— TEKS YANG DITAMPILKAN —
=-=-=

8.      Raden Umar Said (Sunan Muria)
Ia adalah putra dari Sunan Kalijaga dengan Dewi Saroh. Nama aslinya Raden Umar Said, dalam berdakwah ia seperti ayahnya yaitu menggunakan cara halus, ibarat menganbil ikan tidak sampai keruh airnya. Sasaran dakwahnya  adalah para pedagang, nelayan dan rakyat jelata. Ia adalah satu-satunya wali yang mempertahankan kesenian gamelan dan wayang sebagai alat dakwah dan ia pulalah yang menciptakan tembang Sinom dan kinanthi. Ia banyak mengisi tradisi Jawa dengan nuansa Islami seperti nelung dino, mitung dino, ngatus dino dan sebagainya.[36]
Lewat tembang-tembang yang diciptakannya, sunan Muria mengajak umatnya untuk mengamalkan ajaran Islam. Karena itulan sunan Muria lebih senang berdakwah pada rakyat jelata daripada kaum bangsawan. Cara dakwah inilah yang menyebabkan sunan Muria dikenal sebagai sunan yang suka berdakwah tapa ngeli yaitu menghanyutkan diri dalam masyarakat.[37]
9.      Syarif Hidayatullah (Sunan Gunung Jati)

=-=-=

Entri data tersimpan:
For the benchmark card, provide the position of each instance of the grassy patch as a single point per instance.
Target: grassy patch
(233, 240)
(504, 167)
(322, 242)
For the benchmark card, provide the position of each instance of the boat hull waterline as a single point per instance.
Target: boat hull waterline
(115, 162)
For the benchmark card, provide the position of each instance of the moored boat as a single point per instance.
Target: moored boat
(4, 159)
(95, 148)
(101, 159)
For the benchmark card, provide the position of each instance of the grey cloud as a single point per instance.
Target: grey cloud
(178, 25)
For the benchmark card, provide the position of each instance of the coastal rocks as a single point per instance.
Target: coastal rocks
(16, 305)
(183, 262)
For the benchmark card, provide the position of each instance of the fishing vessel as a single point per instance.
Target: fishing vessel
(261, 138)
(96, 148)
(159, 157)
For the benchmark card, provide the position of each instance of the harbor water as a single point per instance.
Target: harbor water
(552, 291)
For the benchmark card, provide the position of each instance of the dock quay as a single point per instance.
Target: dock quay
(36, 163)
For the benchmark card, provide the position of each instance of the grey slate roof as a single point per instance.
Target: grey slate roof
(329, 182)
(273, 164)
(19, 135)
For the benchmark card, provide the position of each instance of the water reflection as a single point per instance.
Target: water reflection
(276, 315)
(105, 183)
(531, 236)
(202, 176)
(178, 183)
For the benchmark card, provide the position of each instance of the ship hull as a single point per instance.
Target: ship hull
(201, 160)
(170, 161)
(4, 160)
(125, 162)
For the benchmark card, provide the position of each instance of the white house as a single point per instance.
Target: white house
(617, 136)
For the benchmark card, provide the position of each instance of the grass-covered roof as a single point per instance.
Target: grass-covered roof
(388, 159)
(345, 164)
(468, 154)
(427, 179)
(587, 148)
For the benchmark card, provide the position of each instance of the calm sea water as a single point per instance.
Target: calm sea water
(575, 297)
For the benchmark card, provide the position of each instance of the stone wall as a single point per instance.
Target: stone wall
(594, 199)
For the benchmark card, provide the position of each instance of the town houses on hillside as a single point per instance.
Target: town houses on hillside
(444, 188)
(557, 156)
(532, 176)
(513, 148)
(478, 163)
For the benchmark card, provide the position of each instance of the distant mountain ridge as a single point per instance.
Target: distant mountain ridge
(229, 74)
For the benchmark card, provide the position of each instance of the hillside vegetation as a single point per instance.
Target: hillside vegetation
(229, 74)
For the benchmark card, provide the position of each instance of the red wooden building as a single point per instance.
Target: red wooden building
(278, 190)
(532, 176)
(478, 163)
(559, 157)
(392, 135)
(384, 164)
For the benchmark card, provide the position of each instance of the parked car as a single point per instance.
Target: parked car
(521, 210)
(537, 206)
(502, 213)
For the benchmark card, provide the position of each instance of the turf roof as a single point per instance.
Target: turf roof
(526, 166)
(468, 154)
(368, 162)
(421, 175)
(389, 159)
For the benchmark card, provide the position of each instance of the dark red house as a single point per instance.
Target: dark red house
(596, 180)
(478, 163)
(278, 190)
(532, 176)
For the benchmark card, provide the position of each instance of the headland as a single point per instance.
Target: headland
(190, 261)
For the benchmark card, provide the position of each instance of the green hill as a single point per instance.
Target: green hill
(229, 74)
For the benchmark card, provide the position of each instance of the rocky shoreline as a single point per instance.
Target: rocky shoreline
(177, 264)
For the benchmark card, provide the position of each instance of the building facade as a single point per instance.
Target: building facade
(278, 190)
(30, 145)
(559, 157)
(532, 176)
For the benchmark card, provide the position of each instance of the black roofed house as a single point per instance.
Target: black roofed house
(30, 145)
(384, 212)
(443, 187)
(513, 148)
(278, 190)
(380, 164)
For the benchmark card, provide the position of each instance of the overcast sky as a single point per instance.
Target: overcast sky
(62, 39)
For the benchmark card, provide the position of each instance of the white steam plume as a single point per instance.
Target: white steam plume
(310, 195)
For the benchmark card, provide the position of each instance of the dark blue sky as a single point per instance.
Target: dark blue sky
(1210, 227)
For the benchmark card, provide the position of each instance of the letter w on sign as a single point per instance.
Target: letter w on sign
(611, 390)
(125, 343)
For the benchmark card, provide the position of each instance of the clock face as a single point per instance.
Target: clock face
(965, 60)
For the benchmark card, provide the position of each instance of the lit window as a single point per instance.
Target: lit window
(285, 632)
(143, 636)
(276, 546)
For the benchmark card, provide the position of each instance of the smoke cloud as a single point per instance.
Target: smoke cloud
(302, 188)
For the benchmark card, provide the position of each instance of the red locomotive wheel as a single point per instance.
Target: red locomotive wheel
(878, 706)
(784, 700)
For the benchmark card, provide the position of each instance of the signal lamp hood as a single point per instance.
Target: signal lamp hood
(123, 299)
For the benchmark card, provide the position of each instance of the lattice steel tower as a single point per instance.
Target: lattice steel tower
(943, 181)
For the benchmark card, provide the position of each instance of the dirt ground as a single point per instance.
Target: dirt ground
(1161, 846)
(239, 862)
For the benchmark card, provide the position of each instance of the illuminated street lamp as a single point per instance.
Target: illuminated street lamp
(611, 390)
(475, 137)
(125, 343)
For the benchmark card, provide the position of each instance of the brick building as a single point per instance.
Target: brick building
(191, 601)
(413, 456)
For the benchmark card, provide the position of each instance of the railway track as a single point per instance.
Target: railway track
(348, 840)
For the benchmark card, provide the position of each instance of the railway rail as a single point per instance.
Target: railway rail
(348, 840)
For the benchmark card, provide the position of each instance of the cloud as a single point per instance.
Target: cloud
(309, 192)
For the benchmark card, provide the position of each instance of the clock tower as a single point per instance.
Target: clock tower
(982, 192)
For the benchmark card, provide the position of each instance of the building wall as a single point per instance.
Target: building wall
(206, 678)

=-=-=

— DAFTAR TUGAS —
(1) Berdasarkan teks tentang Sunan Muria, jelaskan dalam satu sampai tiga kalimat apa yang membuat ia dikenal sebagai sunan yang suka menghanyutkan diri dalam masyarakat.
(2) Menurut teks tentang Sunan Muria, siapa kedua orang tuanya?
(3) Tentukan apakah setiap pernyataan berikut sesuai dengan teks tentang Sunan Muria. Jawab ya atau tidak, lalu kutip kata-kata penentunya dari teks. (a) Sasaran dakwah Sunan Muria mencakup para nelayan. (b) Sunan Muria menciptakan tembang Pangkur. (c) Sunan Muria meninggalkan gamelan dan wayang sebagai alat dakwah.

— JAWABAN PER TUGAS —
(1) Ia dikenal demikian karena cara dakwahnya. Ia lebih senang berdakwah kepada rakyat jelata daripada kepada kaum bangsawan.

(2) Sunan Kalijaga dan Dewi Saroh.

(3)
(a) Ya: "para pedagang, nelayan dan rakyat jelata"
(b) Tidak: "ia pulalah yang menciptakan tembang Sinom dan kinanthi"
(c) Tidak: "satu-satunya wali yang mempertahankan kesenian gamelan dan wayang sebagai alat dakwah"